» **What this task involves**: Lines before the one containing "# drop a dot on every instance of the eyelash;" are to be left out; that line and all after it, through the end of the material below, are to be written out exactly.
--- Records for this task Enclosed Below ---
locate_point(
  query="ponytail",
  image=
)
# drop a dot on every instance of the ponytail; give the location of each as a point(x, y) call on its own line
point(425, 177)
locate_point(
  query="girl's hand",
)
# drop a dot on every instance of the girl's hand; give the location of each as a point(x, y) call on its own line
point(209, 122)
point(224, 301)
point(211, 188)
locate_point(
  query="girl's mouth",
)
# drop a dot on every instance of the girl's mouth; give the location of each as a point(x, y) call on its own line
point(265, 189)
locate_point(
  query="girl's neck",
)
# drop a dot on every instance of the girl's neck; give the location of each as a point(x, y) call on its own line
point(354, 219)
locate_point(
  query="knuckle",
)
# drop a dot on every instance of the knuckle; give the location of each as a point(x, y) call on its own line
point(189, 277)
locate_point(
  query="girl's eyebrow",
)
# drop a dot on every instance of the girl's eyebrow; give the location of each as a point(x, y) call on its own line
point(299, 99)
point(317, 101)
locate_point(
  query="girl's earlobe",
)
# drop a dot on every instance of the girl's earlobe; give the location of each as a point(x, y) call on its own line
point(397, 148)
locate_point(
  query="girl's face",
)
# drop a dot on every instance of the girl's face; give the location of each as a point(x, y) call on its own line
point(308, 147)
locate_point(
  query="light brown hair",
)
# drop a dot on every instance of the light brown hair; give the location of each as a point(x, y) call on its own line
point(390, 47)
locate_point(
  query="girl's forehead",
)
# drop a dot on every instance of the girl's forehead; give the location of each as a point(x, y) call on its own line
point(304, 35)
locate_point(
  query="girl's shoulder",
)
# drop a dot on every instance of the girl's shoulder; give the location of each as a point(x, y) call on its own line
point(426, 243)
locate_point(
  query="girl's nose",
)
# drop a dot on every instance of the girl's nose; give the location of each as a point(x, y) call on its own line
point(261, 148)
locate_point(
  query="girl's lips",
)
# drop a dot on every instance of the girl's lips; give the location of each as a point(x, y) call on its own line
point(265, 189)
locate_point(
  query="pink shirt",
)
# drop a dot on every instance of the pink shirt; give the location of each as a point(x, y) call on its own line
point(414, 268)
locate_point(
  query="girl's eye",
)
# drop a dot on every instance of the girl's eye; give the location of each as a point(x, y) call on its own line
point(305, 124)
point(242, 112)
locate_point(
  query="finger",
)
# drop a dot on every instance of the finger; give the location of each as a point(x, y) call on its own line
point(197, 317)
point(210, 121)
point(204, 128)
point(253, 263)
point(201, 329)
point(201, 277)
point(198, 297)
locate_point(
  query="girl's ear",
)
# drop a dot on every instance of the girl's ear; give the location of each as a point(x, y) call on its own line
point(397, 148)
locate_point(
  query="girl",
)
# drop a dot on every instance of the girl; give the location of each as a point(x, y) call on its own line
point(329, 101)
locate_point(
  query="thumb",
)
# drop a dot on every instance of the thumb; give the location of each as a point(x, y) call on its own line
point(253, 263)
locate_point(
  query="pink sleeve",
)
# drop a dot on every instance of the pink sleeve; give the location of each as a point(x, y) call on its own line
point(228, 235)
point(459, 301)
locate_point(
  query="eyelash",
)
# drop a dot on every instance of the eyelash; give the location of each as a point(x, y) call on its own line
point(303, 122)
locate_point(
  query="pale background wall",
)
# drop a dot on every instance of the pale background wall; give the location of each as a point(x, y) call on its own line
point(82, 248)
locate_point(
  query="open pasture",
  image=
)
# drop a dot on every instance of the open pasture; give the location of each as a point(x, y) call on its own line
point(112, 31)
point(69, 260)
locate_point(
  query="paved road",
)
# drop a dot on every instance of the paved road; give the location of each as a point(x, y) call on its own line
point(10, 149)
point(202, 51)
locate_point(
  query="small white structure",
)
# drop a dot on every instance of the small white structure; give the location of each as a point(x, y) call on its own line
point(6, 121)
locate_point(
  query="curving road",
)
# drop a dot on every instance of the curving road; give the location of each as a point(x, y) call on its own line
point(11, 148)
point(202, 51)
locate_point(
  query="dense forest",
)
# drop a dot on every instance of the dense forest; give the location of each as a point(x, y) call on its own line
--- End of Enclosed Records for this task ---
» **Result for this task**:
# drop a dot on every instance of the eyelash; give the location of each as a point(x, y) call on its own line
point(303, 122)
locate_point(
  query="pale background wall",
)
# drop a dot on every instance of the pale background wall; give the location of each as a point(x, y) call on its own line
point(82, 248)
locate_point(
  query="open pasture",
  image=
)
# drop a dot on every instance of the open pasture; give the location of each as a point(x, y) call on its own line
point(112, 31)
point(69, 260)
locate_point(
  query="paved road",
)
# drop a dot on every instance of the paved road; give the location of each as a point(x, y) call on its own line
point(10, 149)
point(202, 51)
locate_point(
  query="small white structure",
)
# drop a dot on every instance of the small white structure; give the location of each as a point(x, y) call on its own line
point(6, 121)
locate_point(
  query="curving road",
)
# drop a dot on every instance of the curving road; give the location of each as a point(x, y) call on its own line
point(11, 148)
point(202, 51)
locate_point(
  query="dense forest",
)
# drop a dot on every instance of the dense forest; give the location of each as a point(x, y) call on its own line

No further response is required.